Would you restate, exactly as they appear, the lines from the one containing "Pick out every instance of the dark-masked" through the end of the data below?

Object point labels:
* * *

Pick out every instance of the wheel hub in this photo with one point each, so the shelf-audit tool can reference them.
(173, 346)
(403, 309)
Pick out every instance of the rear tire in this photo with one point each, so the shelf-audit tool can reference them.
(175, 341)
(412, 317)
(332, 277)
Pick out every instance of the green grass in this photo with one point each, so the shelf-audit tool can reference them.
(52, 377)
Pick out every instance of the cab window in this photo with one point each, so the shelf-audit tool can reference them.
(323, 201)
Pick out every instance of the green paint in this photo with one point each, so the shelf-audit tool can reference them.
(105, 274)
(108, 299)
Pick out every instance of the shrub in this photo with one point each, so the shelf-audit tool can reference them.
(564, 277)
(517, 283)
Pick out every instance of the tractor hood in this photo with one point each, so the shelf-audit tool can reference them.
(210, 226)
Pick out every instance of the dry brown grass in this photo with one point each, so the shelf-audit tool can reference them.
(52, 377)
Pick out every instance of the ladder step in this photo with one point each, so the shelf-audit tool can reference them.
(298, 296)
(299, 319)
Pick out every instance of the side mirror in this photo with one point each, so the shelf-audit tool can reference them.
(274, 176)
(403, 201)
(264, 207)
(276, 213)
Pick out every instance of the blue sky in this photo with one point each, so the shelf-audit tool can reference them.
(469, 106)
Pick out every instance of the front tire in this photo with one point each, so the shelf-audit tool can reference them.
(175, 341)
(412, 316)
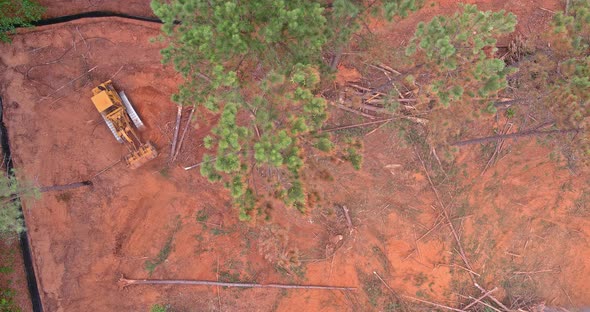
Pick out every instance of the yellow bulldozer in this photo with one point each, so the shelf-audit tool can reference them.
(119, 114)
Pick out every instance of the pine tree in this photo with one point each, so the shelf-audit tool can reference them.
(458, 74)
(569, 97)
(258, 64)
(11, 220)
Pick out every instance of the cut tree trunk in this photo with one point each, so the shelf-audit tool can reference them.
(124, 282)
(516, 135)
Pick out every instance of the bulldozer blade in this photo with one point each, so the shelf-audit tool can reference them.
(142, 155)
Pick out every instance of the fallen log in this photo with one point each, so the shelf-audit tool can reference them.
(64, 187)
(176, 129)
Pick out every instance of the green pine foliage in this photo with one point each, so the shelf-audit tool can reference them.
(456, 76)
(571, 84)
(461, 47)
(17, 13)
(11, 220)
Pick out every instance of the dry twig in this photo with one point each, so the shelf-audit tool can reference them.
(184, 131)
(176, 128)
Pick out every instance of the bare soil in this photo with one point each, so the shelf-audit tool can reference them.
(528, 213)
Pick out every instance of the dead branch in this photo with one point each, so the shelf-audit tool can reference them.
(176, 128)
(360, 87)
(105, 169)
(483, 291)
(83, 39)
(433, 304)
(497, 150)
(124, 282)
(377, 128)
(65, 186)
(184, 131)
(116, 73)
(445, 214)
(199, 164)
(348, 220)
(516, 135)
(357, 125)
(342, 107)
(534, 272)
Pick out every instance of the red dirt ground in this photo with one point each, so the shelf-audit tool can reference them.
(83, 240)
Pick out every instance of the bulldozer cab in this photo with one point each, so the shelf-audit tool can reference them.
(121, 118)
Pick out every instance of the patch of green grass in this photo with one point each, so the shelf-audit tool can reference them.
(150, 265)
(420, 279)
(64, 197)
(7, 294)
(202, 216)
(372, 288)
(159, 308)
(382, 258)
(165, 172)
(217, 231)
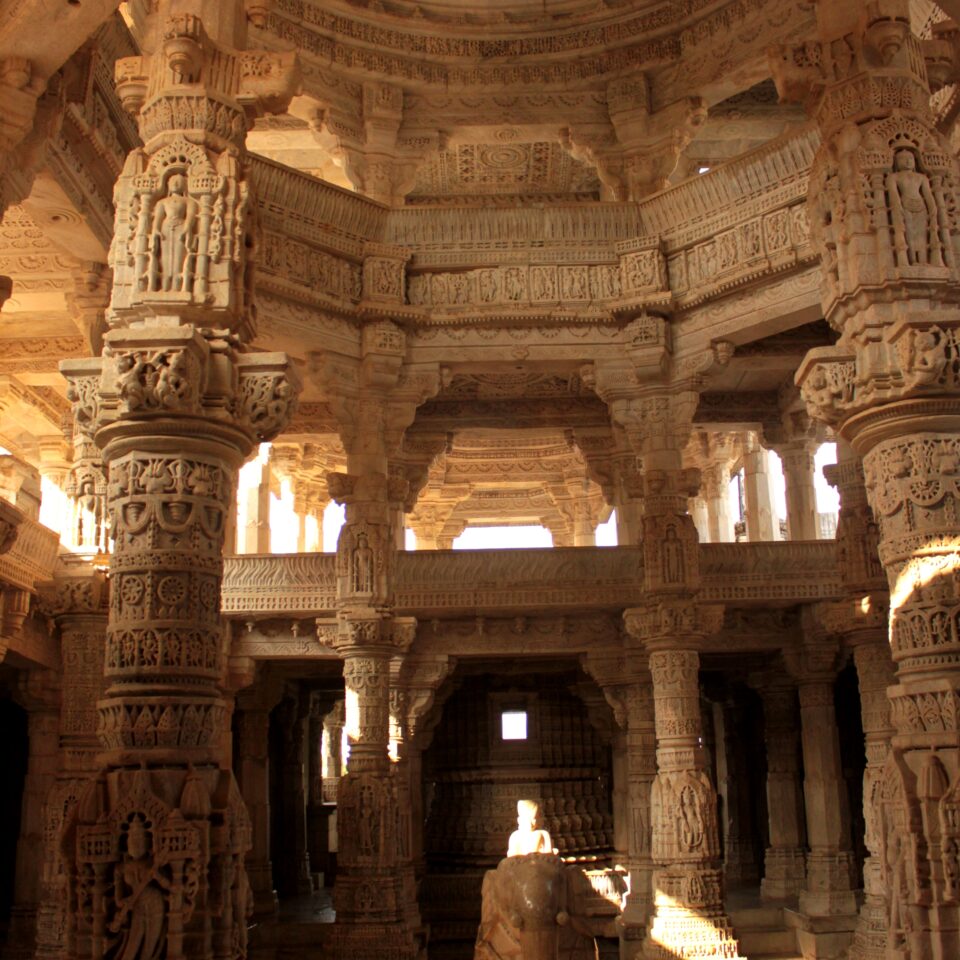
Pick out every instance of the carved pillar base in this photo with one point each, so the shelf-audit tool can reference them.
(162, 851)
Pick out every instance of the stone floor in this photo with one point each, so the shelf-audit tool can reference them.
(296, 931)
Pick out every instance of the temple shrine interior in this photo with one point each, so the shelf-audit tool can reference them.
(479, 482)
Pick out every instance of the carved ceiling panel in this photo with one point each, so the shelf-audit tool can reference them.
(37, 305)
(509, 167)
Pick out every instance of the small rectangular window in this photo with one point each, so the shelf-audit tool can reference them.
(513, 725)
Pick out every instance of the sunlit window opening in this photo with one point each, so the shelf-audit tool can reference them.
(513, 725)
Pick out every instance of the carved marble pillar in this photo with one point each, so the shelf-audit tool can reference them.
(861, 622)
(784, 864)
(415, 682)
(798, 475)
(630, 692)
(253, 747)
(875, 672)
(760, 517)
(687, 880)
(155, 848)
(293, 718)
(40, 694)
(256, 531)
(78, 604)
(739, 859)
(86, 488)
(829, 886)
(332, 759)
(716, 491)
(374, 894)
(883, 191)
(701, 519)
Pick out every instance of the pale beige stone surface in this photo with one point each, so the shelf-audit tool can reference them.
(518, 265)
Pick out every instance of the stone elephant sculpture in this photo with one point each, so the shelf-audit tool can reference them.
(530, 912)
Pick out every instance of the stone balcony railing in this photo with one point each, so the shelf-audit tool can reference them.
(439, 584)
(32, 557)
(28, 562)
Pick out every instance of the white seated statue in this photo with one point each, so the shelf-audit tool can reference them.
(527, 838)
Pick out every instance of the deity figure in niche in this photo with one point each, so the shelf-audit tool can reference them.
(913, 212)
(362, 565)
(141, 902)
(527, 838)
(672, 556)
(174, 237)
(690, 819)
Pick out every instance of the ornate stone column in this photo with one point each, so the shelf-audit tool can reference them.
(687, 880)
(255, 536)
(39, 693)
(78, 605)
(253, 748)
(415, 682)
(292, 717)
(784, 864)
(716, 490)
(333, 724)
(629, 691)
(798, 473)
(861, 620)
(829, 887)
(254, 776)
(655, 403)
(739, 860)
(155, 850)
(86, 486)
(882, 202)
(760, 518)
(374, 894)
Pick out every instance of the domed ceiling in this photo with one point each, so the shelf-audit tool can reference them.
(443, 102)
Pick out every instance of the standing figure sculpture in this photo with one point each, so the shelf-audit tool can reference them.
(913, 212)
(363, 565)
(141, 901)
(173, 238)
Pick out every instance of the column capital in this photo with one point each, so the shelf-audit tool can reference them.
(166, 375)
(78, 590)
(367, 631)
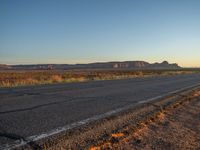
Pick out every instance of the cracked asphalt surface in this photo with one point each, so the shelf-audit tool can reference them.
(33, 110)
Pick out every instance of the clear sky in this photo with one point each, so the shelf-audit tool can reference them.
(82, 31)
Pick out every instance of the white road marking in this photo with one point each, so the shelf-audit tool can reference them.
(19, 143)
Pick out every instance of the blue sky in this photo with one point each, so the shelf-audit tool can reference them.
(82, 31)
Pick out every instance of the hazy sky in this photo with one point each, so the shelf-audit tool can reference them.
(81, 31)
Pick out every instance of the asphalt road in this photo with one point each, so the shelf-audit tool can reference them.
(33, 110)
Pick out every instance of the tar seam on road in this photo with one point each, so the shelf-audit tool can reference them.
(86, 121)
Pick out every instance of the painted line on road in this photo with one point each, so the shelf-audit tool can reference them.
(19, 143)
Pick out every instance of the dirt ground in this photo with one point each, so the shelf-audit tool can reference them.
(177, 128)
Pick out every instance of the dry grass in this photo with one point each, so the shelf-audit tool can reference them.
(21, 78)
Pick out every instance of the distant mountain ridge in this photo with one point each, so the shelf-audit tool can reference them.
(98, 65)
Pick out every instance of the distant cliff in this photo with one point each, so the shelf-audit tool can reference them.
(102, 65)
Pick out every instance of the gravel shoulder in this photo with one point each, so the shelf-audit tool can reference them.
(177, 127)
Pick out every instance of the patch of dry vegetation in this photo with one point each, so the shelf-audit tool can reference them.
(21, 78)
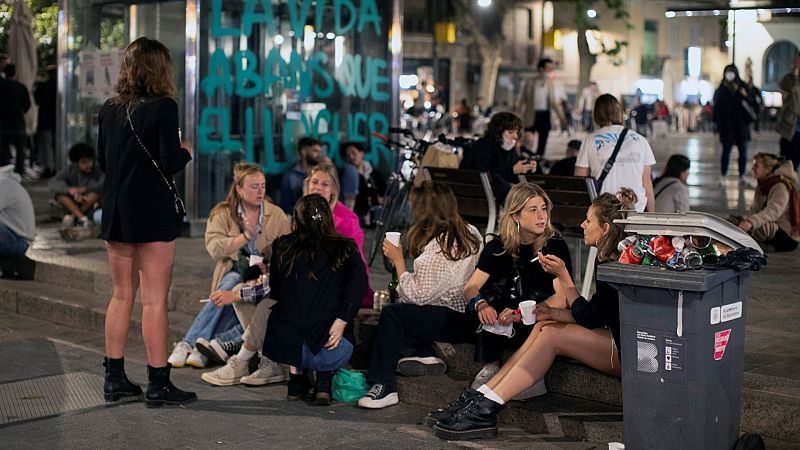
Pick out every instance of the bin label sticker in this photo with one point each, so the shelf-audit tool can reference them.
(715, 315)
(731, 312)
(674, 351)
(720, 343)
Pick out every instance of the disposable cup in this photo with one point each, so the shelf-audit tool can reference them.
(393, 237)
(527, 309)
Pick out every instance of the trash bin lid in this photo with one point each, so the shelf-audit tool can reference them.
(689, 223)
(688, 280)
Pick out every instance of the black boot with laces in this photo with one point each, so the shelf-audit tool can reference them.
(477, 420)
(453, 407)
(117, 386)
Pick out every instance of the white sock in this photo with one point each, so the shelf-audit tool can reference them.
(245, 354)
(493, 397)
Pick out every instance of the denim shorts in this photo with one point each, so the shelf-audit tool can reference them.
(328, 360)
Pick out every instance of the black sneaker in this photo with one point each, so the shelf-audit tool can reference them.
(379, 396)
(463, 400)
(418, 367)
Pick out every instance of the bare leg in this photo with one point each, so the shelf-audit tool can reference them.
(155, 271)
(124, 264)
(69, 204)
(594, 348)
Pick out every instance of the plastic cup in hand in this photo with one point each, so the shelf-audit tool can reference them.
(393, 237)
(528, 311)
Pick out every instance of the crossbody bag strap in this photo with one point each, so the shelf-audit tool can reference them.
(612, 159)
(171, 185)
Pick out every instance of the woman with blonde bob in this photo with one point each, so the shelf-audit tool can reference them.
(324, 180)
(507, 274)
(431, 299)
(139, 150)
(241, 226)
(587, 331)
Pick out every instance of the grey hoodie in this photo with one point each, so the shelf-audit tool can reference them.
(16, 207)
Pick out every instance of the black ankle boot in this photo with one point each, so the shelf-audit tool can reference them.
(161, 391)
(322, 389)
(453, 407)
(117, 384)
(298, 386)
(477, 420)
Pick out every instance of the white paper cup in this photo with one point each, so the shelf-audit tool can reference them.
(393, 237)
(528, 311)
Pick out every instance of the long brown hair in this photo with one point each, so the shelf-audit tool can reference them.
(314, 233)
(145, 72)
(230, 205)
(517, 197)
(436, 217)
(608, 208)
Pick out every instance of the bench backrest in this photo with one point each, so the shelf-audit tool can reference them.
(473, 191)
(571, 197)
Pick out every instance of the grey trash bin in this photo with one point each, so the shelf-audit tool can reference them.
(682, 343)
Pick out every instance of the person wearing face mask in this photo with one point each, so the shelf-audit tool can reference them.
(494, 153)
(734, 109)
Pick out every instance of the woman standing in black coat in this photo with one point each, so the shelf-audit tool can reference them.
(139, 149)
(733, 112)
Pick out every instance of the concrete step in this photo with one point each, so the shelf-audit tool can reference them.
(75, 308)
(553, 414)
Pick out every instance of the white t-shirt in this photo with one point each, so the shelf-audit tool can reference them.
(628, 169)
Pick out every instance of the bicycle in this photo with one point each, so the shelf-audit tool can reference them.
(396, 214)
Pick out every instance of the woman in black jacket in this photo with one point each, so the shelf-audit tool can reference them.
(734, 109)
(140, 220)
(318, 280)
(587, 331)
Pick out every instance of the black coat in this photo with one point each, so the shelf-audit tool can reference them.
(730, 117)
(306, 308)
(486, 155)
(138, 206)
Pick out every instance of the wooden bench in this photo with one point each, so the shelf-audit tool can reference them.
(571, 197)
(473, 191)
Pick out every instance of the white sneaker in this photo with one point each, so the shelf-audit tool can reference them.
(268, 372)
(418, 367)
(179, 354)
(68, 221)
(197, 359)
(229, 374)
(533, 390)
(486, 374)
(378, 397)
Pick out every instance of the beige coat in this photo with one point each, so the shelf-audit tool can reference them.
(774, 207)
(787, 117)
(221, 231)
(525, 102)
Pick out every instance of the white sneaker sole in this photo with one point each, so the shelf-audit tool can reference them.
(389, 400)
(249, 381)
(211, 379)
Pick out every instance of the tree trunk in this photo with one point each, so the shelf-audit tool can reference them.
(587, 59)
(491, 64)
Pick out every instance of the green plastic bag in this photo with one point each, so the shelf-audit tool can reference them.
(349, 386)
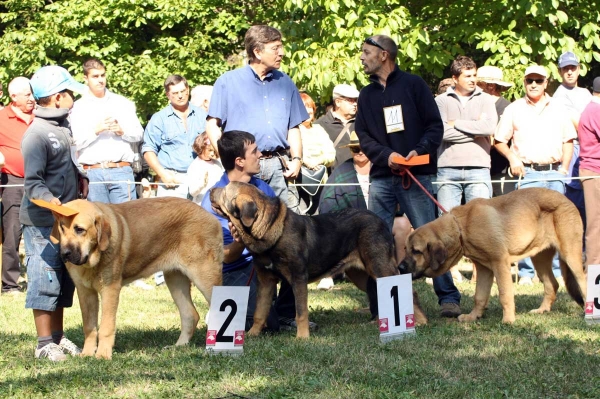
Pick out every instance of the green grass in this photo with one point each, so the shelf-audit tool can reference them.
(554, 355)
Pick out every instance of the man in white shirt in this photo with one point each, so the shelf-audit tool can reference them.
(104, 124)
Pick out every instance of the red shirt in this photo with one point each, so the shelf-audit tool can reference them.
(12, 129)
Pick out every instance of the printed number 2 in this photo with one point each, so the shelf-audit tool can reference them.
(394, 295)
(220, 335)
(596, 302)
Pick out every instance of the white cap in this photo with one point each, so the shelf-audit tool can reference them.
(536, 69)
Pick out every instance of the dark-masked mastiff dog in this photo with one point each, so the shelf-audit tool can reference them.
(494, 233)
(106, 246)
(303, 249)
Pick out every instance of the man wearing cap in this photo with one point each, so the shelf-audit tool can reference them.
(470, 118)
(104, 124)
(574, 99)
(51, 174)
(491, 81)
(398, 118)
(14, 121)
(589, 166)
(542, 137)
(339, 121)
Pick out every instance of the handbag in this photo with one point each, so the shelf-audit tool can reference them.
(311, 176)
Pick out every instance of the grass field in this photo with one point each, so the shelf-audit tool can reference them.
(541, 356)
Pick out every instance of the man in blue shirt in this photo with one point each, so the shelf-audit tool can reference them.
(241, 159)
(260, 99)
(168, 140)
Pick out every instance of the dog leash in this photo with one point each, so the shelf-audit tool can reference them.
(403, 172)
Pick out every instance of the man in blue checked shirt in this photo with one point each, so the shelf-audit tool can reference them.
(168, 140)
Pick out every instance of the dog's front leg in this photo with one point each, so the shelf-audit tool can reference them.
(300, 287)
(106, 335)
(267, 283)
(88, 302)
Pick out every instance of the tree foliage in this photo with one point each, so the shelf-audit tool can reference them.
(142, 41)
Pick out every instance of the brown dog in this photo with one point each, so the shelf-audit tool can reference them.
(495, 232)
(106, 246)
(302, 249)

* * *

> **Solution to this task**:
Pick out every instance of the dark-masked mastiff dog in this photo with one point each, so the shelf-audit tool can reference them.
(494, 233)
(106, 246)
(303, 249)
Pick out every instance of the man wearing cap in this photo with one point each, so the shelf-audit tool can reference them.
(470, 118)
(104, 124)
(574, 99)
(51, 174)
(491, 81)
(398, 118)
(14, 121)
(589, 166)
(542, 137)
(339, 121)
Pick out every instance of the handbag in this photo with one point each, so the shelf-audit tool can reference them.
(311, 176)
Pick out every instance of the grass field in this photo with one point each, so the shelf-audit tool can reference them.
(541, 356)
Pick out every instance of the man in blue shirt in this photo with one point each, so the shelf-audit tool can reference them.
(241, 159)
(260, 99)
(168, 140)
Pick out every instance of the dog leash in this photo with one point each, so the shelf-audit tool can reference them.
(403, 172)
Pick out every instance of the man in blue checked shirt in this photo with one point each, so the shelf-audit tool can reference them.
(168, 140)
Pick out every instance of the dog's front leg in this photo with one point each, so the shelf-audit tool can reference them.
(300, 287)
(106, 335)
(267, 283)
(88, 302)
Pick out every instance of the tree foliage in this photo with one point each, so the shelf-audit tool can reference them.
(142, 41)
Pick out every instance of the brown dog in this photo with one point each, so the shelf-audit tool can reference them.
(495, 232)
(106, 246)
(302, 249)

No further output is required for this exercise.